• _COMPLETE THE FOLLOWING_
1. Based on the text on flight muscle markers below, decide whether each statement is true: (a) Hunchback is localized to nuclei in both IFMs and leg muscles. (b) Knocking down CG12391 and CG17912 by muscle-specific RNAi produces flightless animals. (c) Dlg1-GFP was identified as a marker for the T-tubules. Answer each with yes or no, and quote the words of the text that decide it.
2. Answer these questions using the text on flight muscle markers below.
(a) How many lines had their large IFMs imaged at high resolution?
(b) What kind of protein is Flightin?
(c) Which protein is described as an uncharacterised homeodomain protein?

• _DOCUMENT TEXT_
To further validate the advantages of our TransgeneOme lines to label subcellular structures we imaged the large IFMs of the same 121 lines at high resolution. We found various markers for the thick filaments (e.g. the myosin associated protein Flightin, Fln-GFP) (Vigoreaux et al., 1993), for the myofibrils (e.g. the protein kinase Fray-GFP), the M-lines (e.g. the titin related protein Unc-89/Obscurin-GFP) (Katzemich et al., 2012), the Z-discs (e.g. CG31772-GFP) and the muscle attachment sites (e.g. Integrin-linked-kinase, Ilk-GFP). Furthermore, we identified markers for the T-tubules (e.g. Dlg1-GFP), for different vesicular compartments (e.g. the TGFβ receptor Baboon-GFP) and for mitochondria (CG12118) within the IFMs (Figure 7, Supplementary Tables 6, 7). Additionally, we documented the nuclear localisation in IFMs and leg muscles for a variety of fTRG proteins, including the uncharacterised homeodomain protein CG11617 and the C2H2 Zinc-fingers CG12391 and CG17912 (Figure 7 Supplement 1A - C, E - G); both of the latter result in flightless animals when knocked-down by muscle-specific RNAi (Schnorrer et al., 2010) suggesting that these genes play an essential role for IFM morphogenesis or function. Interestingly, the well characterised C2H2 Zinc-finger protein Hunchback (Hb) is only localised to leg muscle nuclei, but absent from IFMs suggesting a leg muscle-specific function of Hb (Figure 7 Supplement 1G, H).

[Records from a data source]
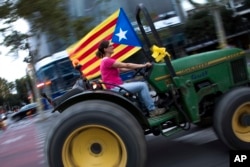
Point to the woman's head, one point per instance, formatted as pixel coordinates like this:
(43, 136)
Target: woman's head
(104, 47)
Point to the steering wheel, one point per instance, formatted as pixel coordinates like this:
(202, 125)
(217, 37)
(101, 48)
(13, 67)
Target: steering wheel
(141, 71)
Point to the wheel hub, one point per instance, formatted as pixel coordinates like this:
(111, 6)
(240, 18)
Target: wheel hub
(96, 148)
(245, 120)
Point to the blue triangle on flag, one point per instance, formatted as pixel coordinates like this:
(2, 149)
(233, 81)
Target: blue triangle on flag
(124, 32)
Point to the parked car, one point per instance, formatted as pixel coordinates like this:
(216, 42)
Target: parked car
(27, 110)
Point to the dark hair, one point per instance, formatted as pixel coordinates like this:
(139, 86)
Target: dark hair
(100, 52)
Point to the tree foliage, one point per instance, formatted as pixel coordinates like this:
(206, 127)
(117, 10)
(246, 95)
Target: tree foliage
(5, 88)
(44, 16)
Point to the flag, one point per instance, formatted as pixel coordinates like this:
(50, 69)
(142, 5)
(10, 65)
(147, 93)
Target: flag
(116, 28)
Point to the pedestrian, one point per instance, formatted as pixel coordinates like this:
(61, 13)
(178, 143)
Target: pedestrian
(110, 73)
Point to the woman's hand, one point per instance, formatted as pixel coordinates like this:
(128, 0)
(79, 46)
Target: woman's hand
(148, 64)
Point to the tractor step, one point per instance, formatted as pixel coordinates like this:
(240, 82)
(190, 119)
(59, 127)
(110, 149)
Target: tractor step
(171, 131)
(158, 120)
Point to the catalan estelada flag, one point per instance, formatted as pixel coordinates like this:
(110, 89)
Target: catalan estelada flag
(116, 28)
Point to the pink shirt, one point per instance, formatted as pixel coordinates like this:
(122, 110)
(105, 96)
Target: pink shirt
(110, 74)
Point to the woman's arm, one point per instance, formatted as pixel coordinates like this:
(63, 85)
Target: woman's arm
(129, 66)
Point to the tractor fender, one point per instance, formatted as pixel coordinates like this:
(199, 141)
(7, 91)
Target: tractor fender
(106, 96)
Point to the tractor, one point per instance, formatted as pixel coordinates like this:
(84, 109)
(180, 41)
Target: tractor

• _ACTIVITY ANSWERS_
1.
(a) No: "is only localised to leg muscle nuclei, but absent from IFMs"
(b) Yes: "both of the latter result in flightless animals when knocked-down by muscle-specific RNAi"
(c) Yes: "we identified markers for the T-tubules (e.g. Dlg1-GFP)"

2.
(a) 121
(b) A myosin associated protein
(c) CG11617